OBJETIVO DEL EJERCICIO: Continúa el relato sobre los mensajes que Ojeda enviaba al autor, empezando justo después de su última frase.

TEXTO DE LECTURA:
↓

Me escribió cuando me casé en la Iglesia de Fátima; me escribió cuando gané el
premio Sor Juana Inés de la Cruz y me felicitó, a su manera, por ser de los más
jóvenes en obtenerlo; me escribió cuando leyó el Rojo semidesierto; y me
escribió también cuando el premio Juan Rulfo cayó en mis manos: “vas bien, vas
bien”, eran sus palabras. Y yo sentía que seguía siendo ese maestro que se
esmeraba en dejar herencia en los jóvenes en sus talleres afincados en el Bajío
y en la frontera de Juárez con El Paso. En alguna ocasión también nos regaló a
Flor y a mí la estadía de cuatro noches en un hotel en Puerto Peñasco, pues
Laura tenía mucho trabajo y no podían viajar. “Ándale”, me escribió por inbox, “se
me hace que no han tenido luna de miel”. Sin embargo, por labores mías y de
Flor no pudimos aceptar el regalo. Y la respuesta de Ojeda fue: “Nimódulo
lunar, mi Joel”.

↑

REGISTROS:
↓

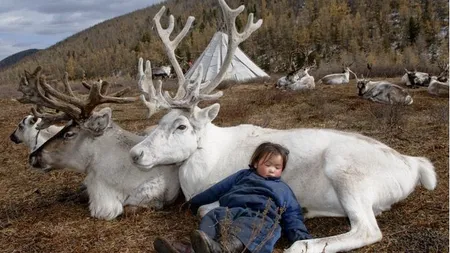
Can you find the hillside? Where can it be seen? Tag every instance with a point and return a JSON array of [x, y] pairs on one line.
[[12, 59], [389, 34]]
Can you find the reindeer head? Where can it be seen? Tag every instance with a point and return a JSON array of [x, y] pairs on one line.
[[179, 132], [361, 84], [25, 131], [79, 111]]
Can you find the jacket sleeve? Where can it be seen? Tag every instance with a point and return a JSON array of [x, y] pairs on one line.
[[293, 222], [214, 193]]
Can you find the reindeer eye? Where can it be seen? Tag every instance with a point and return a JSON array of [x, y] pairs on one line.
[[69, 135]]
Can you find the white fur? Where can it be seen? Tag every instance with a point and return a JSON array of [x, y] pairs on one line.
[[306, 82], [338, 78], [332, 173], [383, 92], [420, 79], [112, 181], [436, 87], [27, 133]]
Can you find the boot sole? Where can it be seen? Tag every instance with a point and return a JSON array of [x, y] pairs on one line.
[[199, 243], [163, 246]]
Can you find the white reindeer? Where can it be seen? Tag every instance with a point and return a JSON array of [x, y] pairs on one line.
[[332, 173], [383, 92], [413, 79], [306, 82], [436, 86], [26, 132], [338, 78], [285, 81], [92, 143], [163, 72]]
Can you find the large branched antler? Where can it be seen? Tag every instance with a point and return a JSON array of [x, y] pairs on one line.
[[189, 93], [37, 91]]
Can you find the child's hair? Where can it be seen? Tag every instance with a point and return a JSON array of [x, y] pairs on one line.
[[269, 148]]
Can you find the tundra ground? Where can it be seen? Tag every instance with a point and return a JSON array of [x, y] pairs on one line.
[[35, 218]]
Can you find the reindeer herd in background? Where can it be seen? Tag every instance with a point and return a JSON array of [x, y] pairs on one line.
[[187, 152], [378, 91]]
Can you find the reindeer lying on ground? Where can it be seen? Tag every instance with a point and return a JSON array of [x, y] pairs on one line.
[[306, 82], [27, 133], [92, 143], [332, 173], [339, 78], [383, 92], [436, 86], [162, 72], [288, 80], [413, 79]]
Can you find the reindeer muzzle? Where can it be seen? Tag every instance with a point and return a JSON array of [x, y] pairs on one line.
[[14, 138], [34, 160]]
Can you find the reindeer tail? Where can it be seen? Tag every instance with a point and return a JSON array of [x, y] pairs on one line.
[[427, 175], [408, 100]]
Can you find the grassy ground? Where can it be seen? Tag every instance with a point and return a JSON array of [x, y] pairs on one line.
[[34, 219]]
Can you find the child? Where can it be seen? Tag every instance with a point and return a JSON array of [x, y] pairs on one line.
[[254, 203]]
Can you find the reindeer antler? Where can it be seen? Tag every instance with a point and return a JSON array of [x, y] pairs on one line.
[[33, 86], [189, 94]]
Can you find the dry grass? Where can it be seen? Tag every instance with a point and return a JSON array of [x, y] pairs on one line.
[[32, 219]]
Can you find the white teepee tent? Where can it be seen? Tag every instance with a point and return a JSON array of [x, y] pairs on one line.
[[240, 69]]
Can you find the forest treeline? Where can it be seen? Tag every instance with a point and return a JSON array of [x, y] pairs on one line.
[[388, 34]]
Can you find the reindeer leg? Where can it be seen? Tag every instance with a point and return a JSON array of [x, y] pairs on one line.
[[364, 231], [350, 183]]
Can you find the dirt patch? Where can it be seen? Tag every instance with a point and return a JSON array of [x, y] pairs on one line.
[[33, 217]]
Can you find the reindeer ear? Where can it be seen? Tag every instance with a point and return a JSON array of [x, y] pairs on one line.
[[98, 121], [201, 117]]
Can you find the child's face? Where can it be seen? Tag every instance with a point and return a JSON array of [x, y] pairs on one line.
[[270, 165]]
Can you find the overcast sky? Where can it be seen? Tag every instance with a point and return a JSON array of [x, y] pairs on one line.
[[26, 24]]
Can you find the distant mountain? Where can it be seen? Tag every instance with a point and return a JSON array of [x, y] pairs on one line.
[[12, 59], [389, 34]]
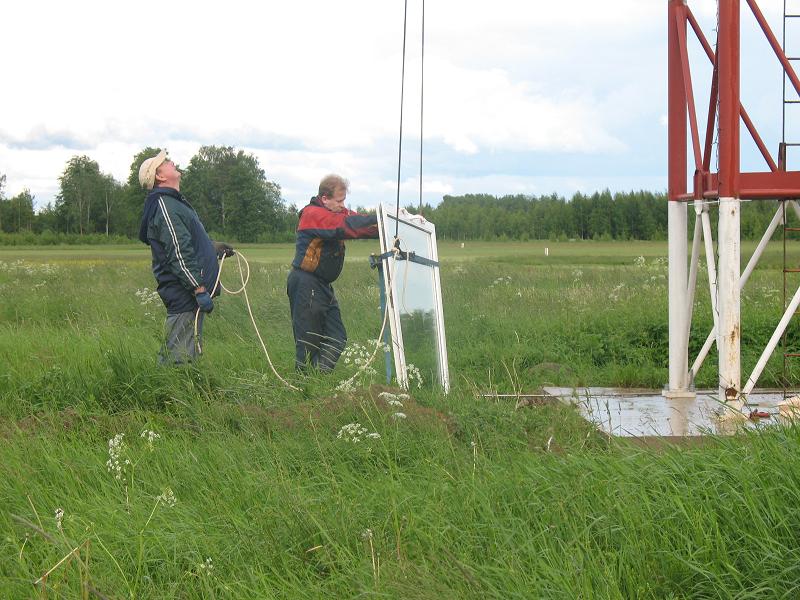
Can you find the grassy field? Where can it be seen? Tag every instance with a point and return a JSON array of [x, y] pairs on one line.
[[122, 480]]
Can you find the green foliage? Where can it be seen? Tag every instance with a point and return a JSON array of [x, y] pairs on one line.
[[248, 490], [231, 194]]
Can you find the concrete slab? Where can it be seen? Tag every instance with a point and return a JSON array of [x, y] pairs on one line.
[[647, 413]]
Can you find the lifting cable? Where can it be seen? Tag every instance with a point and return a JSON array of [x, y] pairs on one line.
[[396, 246], [395, 250]]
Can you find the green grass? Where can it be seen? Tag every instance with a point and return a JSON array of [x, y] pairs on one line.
[[463, 498]]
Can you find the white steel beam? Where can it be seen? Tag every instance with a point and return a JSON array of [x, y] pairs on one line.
[[678, 323], [690, 289], [751, 264], [773, 342], [729, 324]]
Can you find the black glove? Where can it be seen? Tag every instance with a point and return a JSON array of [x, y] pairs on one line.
[[223, 249], [204, 302]]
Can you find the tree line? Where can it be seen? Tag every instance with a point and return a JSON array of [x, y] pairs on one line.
[[236, 201], [631, 215], [227, 187]]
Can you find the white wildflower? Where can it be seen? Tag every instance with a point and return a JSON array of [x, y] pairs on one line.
[[414, 375], [206, 566], [352, 432], [117, 462], [150, 436], [168, 498]]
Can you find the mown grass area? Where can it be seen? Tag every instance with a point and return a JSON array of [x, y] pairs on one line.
[[251, 490]]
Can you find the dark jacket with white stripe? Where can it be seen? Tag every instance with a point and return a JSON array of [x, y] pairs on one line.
[[183, 255]]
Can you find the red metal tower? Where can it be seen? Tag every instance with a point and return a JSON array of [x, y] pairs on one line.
[[728, 186]]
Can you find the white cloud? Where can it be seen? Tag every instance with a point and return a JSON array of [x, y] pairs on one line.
[[312, 87]]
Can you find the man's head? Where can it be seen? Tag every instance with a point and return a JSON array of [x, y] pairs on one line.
[[159, 171], [333, 192]]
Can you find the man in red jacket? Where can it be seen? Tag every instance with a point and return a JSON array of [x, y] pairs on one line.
[[319, 333]]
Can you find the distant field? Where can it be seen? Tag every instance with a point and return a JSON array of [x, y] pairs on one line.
[[217, 481], [576, 252]]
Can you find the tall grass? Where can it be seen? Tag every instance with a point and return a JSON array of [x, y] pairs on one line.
[[455, 497]]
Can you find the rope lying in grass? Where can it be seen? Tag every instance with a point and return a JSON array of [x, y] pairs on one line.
[[242, 290]]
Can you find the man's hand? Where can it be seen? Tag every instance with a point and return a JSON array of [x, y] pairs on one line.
[[223, 249], [204, 301]]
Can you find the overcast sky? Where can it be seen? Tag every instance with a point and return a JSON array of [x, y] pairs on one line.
[[521, 96]]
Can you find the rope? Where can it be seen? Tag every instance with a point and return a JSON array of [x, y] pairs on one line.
[[242, 290]]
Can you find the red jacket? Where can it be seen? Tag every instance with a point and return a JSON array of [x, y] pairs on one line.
[[320, 238]]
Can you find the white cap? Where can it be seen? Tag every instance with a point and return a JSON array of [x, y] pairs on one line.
[[147, 172]]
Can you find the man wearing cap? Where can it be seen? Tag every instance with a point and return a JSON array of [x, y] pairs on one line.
[[184, 258], [325, 223]]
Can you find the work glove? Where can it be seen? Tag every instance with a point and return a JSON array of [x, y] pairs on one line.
[[204, 302], [223, 249]]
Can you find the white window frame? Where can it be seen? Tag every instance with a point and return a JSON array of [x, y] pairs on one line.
[[387, 219]]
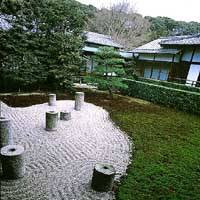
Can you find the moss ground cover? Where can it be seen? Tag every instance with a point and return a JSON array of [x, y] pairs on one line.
[[166, 159]]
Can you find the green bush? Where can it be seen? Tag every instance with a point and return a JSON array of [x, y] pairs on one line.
[[170, 84], [179, 99]]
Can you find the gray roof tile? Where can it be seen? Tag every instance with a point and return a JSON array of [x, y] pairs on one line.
[[101, 39], [183, 40]]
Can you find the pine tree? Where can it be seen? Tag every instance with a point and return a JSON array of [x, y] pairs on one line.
[[43, 43], [109, 71]]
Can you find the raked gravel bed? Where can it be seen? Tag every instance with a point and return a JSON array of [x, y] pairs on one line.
[[59, 165]]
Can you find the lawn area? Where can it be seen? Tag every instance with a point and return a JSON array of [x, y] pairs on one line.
[[166, 159]]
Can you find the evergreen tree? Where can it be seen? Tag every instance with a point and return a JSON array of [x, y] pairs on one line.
[[109, 71], [41, 44]]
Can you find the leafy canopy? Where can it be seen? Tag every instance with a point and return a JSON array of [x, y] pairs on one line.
[[109, 70], [41, 42]]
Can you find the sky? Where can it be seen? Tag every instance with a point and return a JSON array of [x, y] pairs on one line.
[[181, 10]]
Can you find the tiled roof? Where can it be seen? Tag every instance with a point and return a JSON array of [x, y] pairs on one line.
[[124, 54], [182, 40], [101, 39], [155, 47]]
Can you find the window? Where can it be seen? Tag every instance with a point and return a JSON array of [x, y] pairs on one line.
[[156, 73], [147, 72], [164, 74]]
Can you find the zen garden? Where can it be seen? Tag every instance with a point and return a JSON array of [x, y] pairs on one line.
[[97, 104]]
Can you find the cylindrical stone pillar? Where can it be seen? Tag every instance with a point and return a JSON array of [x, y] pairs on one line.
[[12, 159], [103, 177], [52, 99], [51, 120], [5, 132], [64, 115], [79, 100]]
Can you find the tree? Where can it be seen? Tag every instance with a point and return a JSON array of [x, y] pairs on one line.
[[123, 23], [109, 71], [164, 26], [43, 43]]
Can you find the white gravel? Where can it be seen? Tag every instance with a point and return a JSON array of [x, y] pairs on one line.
[[59, 164]]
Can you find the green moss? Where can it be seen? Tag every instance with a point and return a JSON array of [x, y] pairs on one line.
[[166, 160]]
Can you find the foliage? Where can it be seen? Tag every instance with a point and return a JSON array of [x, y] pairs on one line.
[[109, 70], [179, 99], [42, 43], [170, 84], [164, 26], [122, 23]]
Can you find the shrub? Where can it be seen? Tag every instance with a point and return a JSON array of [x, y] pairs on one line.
[[170, 84], [179, 99]]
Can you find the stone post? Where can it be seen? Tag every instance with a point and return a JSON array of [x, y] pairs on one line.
[[79, 100], [5, 132], [64, 115], [52, 99], [12, 159], [103, 177], [51, 121]]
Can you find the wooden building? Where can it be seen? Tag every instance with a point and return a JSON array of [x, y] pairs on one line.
[[92, 44], [174, 58]]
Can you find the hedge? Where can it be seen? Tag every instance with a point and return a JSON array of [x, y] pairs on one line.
[[179, 99], [170, 84]]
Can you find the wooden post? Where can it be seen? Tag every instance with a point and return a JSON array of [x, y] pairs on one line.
[[5, 132], [79, 100], [12, 159], [103, 177], [52, 99], [51, 121]]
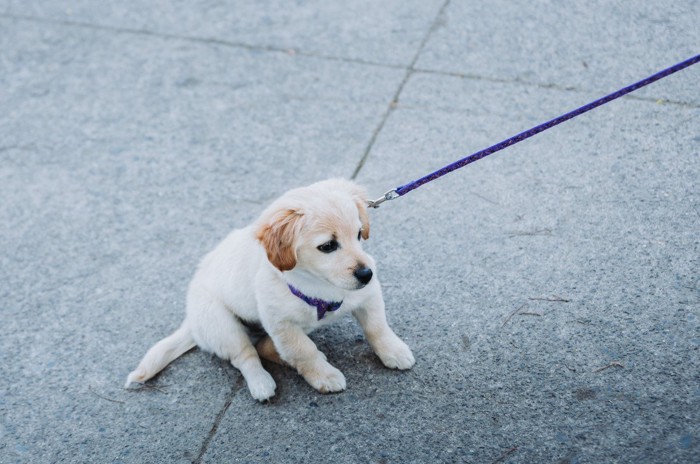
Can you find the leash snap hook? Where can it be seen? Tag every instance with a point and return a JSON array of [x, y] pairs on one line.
[[390, 195]]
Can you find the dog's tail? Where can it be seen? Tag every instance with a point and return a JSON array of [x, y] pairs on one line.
[[161, 354]]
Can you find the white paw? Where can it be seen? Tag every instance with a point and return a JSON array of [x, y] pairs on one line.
[[325, 378], [262, 386], [396, 355]]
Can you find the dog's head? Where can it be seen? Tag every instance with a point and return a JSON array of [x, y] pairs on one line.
[[318, 230]]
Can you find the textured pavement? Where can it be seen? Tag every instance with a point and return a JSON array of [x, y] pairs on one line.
[[550, 292]]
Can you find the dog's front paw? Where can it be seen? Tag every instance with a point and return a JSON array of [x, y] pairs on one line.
[[262, 386], [325, 378], [395, 354]]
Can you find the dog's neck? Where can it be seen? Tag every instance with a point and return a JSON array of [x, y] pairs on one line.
[[315, 292], [312, 286], [322, 306]]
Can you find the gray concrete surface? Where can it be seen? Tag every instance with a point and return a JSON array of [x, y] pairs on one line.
[[549, 293]]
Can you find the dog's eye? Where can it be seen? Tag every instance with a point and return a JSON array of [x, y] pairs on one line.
[[328, 247]]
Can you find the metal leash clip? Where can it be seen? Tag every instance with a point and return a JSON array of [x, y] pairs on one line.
[[390, 195]]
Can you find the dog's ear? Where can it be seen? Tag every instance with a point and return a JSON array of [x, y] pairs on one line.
[[278, 236]]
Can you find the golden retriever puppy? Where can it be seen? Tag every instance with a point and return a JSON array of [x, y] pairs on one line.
[[298, 267]]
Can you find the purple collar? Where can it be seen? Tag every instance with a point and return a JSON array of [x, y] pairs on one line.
[[322, 306]]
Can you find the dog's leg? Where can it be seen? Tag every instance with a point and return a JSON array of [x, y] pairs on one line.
[[297, 349], [393, 352], [219, 331]]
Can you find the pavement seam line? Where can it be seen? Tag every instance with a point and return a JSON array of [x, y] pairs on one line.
[[201, 40], [392, 105], [293, 51]]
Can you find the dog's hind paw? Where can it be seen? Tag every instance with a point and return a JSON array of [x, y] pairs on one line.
[[137, 376], [396, 355]]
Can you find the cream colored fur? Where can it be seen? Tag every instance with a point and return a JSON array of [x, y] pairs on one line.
[[245, 278]]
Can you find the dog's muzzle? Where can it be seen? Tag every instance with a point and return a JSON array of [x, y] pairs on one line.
[[363, 274]]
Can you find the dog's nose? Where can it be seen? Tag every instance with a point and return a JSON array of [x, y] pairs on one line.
[[363, 274]]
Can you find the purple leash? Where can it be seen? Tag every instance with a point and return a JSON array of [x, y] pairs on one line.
[[404, 189]]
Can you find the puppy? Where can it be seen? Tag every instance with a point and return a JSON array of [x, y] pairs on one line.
[[298, 267]]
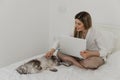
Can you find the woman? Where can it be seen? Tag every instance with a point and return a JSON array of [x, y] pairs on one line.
[[95, 54]]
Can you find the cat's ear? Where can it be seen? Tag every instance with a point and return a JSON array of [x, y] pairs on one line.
[[53, 69]]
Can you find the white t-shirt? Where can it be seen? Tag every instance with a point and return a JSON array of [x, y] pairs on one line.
[[95, 40]]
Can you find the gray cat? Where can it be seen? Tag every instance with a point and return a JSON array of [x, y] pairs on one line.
[[39, 64]]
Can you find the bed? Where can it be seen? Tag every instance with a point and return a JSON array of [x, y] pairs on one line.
[[109, 71]]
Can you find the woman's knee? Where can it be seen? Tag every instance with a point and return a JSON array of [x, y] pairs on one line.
[[62, 56], [92, 62]]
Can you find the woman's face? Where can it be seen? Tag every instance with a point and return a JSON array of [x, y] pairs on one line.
[[79, 26]]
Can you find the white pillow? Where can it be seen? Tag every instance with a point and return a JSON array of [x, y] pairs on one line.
[[109, 37], [72, 46]]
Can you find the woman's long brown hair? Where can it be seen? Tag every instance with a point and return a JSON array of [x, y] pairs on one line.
[[85, 18]]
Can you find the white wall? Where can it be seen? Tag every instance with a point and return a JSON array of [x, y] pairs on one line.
[[24, 29], [62, 14]]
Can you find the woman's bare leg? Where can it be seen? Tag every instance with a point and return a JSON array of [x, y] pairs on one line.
[[67, 58]]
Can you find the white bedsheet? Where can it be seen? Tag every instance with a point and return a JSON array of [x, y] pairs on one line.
[[109, 71]]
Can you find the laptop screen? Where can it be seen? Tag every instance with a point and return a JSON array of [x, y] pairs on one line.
[[72, 46]]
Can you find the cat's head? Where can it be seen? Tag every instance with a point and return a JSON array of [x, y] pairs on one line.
[[55, 60]]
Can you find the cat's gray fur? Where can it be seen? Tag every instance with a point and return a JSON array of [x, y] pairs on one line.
[[38, 64]]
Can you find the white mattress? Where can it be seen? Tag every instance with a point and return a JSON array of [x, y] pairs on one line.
[[109, 71]]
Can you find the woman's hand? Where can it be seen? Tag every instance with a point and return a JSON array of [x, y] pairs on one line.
[[50, 53], [86, 54]]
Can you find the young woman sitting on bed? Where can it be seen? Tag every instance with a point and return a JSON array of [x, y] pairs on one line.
[[95, 54]]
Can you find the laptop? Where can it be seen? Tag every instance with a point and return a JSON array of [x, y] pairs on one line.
[[72, 46]]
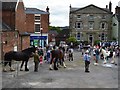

↑

RESPUESTA ESCRITA:
La última
vez que nos vimos fue en Chiapas. Inocente como soy, por la amistad me
involucré sin pago ni beneficio en la organización de un festival de
literatura, con el fin de que se uniera la poesía con la narrativa y se
conectara la frontera chiapaneca con la bajacaliforniana. Todo fue un fracaso,
si me lo preguntan ahora, y la razón por la cual ya no acepto ese tipo de
encomiendas o pedidos, ni confío en la gente que te llama hermano o hermanito.
Durante la selección presurosa y desproporcionada, recuerdo que en una llamada el
organizador me dijo, quizá porque sabía de mi admiración hacia David: “llamé al
SNCA y Ojeda está disponible, lo vamos a traer”. “Está disponible porque está
enfermo”, llegué a decirle, “tu festival no cuenta con el soporte para tratarlo
como se merece y sabes que viajáremos mucho”. El organizador no me hizo caso y
a la fecha es una de las cosas que le agradezco y le reprocho.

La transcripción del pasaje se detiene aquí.